Brief 1: Format every line of the object location records below as a JSON list of strings, one string per line, leaving out blank lines and the pictures.

Document section:
================

I've heard of fast food, but this is ridiculous. You give your side-dishes order in Cha Cha Moon, and the waiter rushes off to get them pronto, rather than wait to hear your order for main dishes. Everyone seems in a tearing hurry to sit you down, stick a napkin down your neck, take your order, ladle some won ton or ho fun down your throat, tap their feet and drum their fingers while you try to digest it, then bustle you out of the place so they can hurl two other people into your vacant spot on the bench. It's very brisk. If a restaurant could be a person, this one would be a Chinese Richard Madeley.
The chap behind it is the phenomenally successful Hong Kong visionary Alan Yau. He's taken Chinese cuisine up-market at the glamorous, French-designed and ludicrously dark Hakkasan off Oxford Street, and picked up a Michelin star there and at Yauatcha, his cool dim sum establishment in Soho; but he's also made a killing at street level with the pan-Asian fuelling-stop chains Wagamama and Busaba. He was, I think, the first food impresario to have waiters transmit orders direct to the kitchen by palm-top computer. And he did more than anyone else to encourage the British to stop being territorial about where they sit. At Wagamamas up and down the country, you sit with strangers at long tables, like co-workers chowing down in the staff canteen; it took a while to adjust, but we got used to it. At the more chic and friendly Thai-centric Busaba in Wardour Street, it was a pleasure to share tables with the post-movie Soho crowd.
Now there's Cha Cha Moon: the graphics on the red-glass door suggest Malaysian script, the menu ranges from Taiwan to Singapore and Penang and the six long plain-wood tables under rectangular industrial lighting suggest you're part of some assembly line (though, of course, you're the thing being processed). Through a long glass partition you can see the cooks hurling panfuls of wokked noodles, beansprouts and Chinese cabbage through the air with great urgency. I took my daughter Sophie along and, as we tried to conduct a standard-issue family gossip for 45 minutes, the eaters on either side of us changed about three times. There's a long salary-man bar where individuals can perch if they're, you know, really pressed for time.
The menu is, for the present, a brilliant shock: every single dish on it costs £3.50. And when you check out your neighbours' plates, it becomes clear that these aren't tapas-bar portions. Only a fool would order two main courses, right? But because they were practically giving the food away at these prices, that's what we did.

================

Brief 2: Decide whether each statement agrees with the Cha Cha Moon review, answering yes or no and quoting the deciding words from it: (a) every dish on the Cha Cha Moon menu costs the same price; (b) Alan Yau picked up a Michelin star at Wagamama; (c) Cha Cha Moon has six long plain-wood tables.

Object location annotation data:
================

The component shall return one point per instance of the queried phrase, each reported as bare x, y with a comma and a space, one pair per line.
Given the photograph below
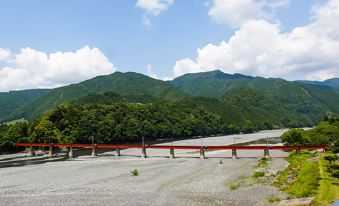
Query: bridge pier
234, 154
143, 152
94, 150
50, 152
297, 151
266, 153
31, 152
202, 153
172, 153
70, 153
117, 152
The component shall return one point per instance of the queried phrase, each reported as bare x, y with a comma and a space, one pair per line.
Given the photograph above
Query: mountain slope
309, 102
10, 101
120, 83
333, 83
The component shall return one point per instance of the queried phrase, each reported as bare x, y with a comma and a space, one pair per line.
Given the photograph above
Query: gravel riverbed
107, 180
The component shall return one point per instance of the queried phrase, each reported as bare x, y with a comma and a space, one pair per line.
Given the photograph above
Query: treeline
325, 133
116, 123
11, 134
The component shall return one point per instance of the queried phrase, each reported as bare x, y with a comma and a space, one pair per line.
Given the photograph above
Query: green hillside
243, 102
120, 83
261, 98
10, 101
332, 83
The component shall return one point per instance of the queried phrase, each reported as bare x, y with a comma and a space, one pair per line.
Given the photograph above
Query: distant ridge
237, 98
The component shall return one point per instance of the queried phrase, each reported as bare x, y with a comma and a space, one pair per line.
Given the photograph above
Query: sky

================

Correct answer 1:
[
  "The component shall return one point per instance of the queried phrase, each reported as bare x, y with a comma and a space, one pair per line.",
  "Given the photograph below",
  "Query: bridge pier",
  "234, 154",
  "143, 152",
  "94, 150",
  "50, 152",
  "297, 151",
  "266, 153",
  "31, 152",
  "202, 153",
  "172, 153",
  "70, 153",
  "117, 152",
  "The component shall return one point per instance of the queried phrase, each reported as bare x, y with a comma and a space, one pair per line.",
  "Given the photograph above",
  "Query: mountain slope",
  "309, 102",
  "10, 101",
  "120, 83",
  "333, 83",
  "The component shall return one point per instance of the queried phrase, each reported as bare x, y with a comma and a space, one pair per line.",
  "Given the photograph above",
  "Query: gravel riverbed",
  "107, 180",
  "The component shall return one point per instance of the queried phrase, each reported as bare x, y with a comma and a space, one pair per line.",
  "Given the photograph above",
  "Query: treeline",
  "325, 133",
  "116, 123",
  "11, 134",
  "The component shall return one point per instance of the queried phrase, each reported as bare x, y with a comma and a space, one pair per line.",
  "Given the photograph above",
  "Query: green hillside",
  "243, 102",
  "120, 83",
  "261, 98",
  "10, 101",
  "332, 83",
  "The component shall return one point per instance of the queried phrase, each reported as bare x, y with a comma and a space, one pair per line.",
  "Given the photograph above",
  "Query: distant ridge",
  "237, 98",
  "The component shall return one point per instance of the queried phrase, each reported as bare x, y with a comma and a space, one pair per line.",
  "Given the photograph above",
  "Query: sky"
]

Correct answer 2:
(a) Yes: "every single dish on it costs £3.50"
(b) No: "picked up a Michelin star there and at Yauatcha, his cool dim sum establishment in Soho"
(c) Yes: "the six long plain-wood tables under rectangular industrial lighting"